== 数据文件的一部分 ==
◇ ◇ ◇

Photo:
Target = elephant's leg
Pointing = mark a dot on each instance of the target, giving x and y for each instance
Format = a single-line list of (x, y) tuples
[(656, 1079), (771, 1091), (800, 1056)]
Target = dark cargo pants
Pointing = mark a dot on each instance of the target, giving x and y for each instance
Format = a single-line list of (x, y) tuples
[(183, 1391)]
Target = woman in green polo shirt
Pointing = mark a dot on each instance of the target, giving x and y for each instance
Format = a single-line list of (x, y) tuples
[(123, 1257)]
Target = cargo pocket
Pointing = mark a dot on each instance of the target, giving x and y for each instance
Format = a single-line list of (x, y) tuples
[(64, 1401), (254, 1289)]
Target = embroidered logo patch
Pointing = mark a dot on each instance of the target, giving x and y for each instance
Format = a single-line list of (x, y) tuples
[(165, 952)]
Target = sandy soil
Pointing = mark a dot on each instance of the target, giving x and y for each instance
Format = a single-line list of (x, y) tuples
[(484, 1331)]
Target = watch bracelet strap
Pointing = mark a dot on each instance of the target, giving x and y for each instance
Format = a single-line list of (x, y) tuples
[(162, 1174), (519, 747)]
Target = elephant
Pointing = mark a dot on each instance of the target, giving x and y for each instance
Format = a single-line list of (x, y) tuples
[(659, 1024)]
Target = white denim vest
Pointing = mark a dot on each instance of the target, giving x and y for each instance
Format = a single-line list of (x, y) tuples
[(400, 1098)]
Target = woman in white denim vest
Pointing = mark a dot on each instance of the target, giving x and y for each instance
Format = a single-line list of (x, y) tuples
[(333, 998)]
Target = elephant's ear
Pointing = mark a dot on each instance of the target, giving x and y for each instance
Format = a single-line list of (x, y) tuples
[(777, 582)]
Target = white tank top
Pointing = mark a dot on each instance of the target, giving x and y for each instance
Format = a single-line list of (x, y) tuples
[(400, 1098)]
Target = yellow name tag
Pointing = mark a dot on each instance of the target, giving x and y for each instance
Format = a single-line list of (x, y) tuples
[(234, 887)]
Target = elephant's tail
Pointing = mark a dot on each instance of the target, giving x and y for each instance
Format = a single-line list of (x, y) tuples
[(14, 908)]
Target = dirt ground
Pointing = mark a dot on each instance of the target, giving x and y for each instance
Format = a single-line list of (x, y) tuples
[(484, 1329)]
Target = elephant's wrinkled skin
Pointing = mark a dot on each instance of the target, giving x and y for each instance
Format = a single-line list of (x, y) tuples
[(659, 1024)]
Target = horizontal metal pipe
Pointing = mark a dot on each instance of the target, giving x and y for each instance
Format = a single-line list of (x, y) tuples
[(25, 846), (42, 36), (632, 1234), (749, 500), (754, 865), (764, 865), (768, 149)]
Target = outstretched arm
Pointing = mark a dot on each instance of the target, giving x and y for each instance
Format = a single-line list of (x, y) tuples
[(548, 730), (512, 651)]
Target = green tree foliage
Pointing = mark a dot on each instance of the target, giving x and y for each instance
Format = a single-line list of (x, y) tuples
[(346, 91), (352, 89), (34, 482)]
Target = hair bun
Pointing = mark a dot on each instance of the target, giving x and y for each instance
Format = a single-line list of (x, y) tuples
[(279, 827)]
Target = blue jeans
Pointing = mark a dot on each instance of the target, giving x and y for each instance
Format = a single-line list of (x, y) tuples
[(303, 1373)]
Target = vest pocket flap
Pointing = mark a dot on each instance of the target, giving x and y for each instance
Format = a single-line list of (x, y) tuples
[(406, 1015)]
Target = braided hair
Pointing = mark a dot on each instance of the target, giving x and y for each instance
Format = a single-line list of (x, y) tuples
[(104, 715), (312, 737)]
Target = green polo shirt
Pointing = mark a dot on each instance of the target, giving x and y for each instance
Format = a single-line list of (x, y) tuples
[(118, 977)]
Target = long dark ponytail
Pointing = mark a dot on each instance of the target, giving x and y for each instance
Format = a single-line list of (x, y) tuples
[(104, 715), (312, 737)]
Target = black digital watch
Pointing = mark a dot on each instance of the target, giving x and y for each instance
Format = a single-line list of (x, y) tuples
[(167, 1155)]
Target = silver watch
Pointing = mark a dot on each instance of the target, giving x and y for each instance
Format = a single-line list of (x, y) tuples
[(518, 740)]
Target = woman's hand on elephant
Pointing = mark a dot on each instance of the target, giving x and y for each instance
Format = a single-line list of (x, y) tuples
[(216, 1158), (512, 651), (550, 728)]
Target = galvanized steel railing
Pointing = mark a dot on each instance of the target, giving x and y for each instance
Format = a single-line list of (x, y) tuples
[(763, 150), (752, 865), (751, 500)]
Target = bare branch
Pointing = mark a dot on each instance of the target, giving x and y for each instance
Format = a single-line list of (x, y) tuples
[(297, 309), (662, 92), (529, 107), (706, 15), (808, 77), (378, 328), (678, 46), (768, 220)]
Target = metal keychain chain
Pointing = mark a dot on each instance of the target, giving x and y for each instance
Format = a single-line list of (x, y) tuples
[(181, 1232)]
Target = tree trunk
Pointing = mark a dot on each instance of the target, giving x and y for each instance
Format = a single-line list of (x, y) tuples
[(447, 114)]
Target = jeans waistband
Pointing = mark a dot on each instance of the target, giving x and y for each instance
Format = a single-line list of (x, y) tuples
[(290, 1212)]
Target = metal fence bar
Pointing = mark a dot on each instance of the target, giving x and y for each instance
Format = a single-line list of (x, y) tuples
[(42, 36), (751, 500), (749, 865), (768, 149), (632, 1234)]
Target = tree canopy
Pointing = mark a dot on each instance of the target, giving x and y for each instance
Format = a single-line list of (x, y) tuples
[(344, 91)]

◇ ◇ ◇

== 任务说明 ==
请将列表中从开头到包含"[(183, 1391)]"的那一行之间的各行原样重复一遍，首尾两行都算在内。

== 结果如下 ==
Photo:
Target = elephant's leg
Pointing = mark a dot on each instance of the target, giving x and y for each instance
Format = a single-line list of (x, y) tuples
[(656, 1079), (771, 1091), (800, 1056)]
Target = dark cargo pants
Pointing = mark a dot on each instance of the target, giving x and y for each instance
Format = a single-line list of (x, y) tuples
[(183, 1391)]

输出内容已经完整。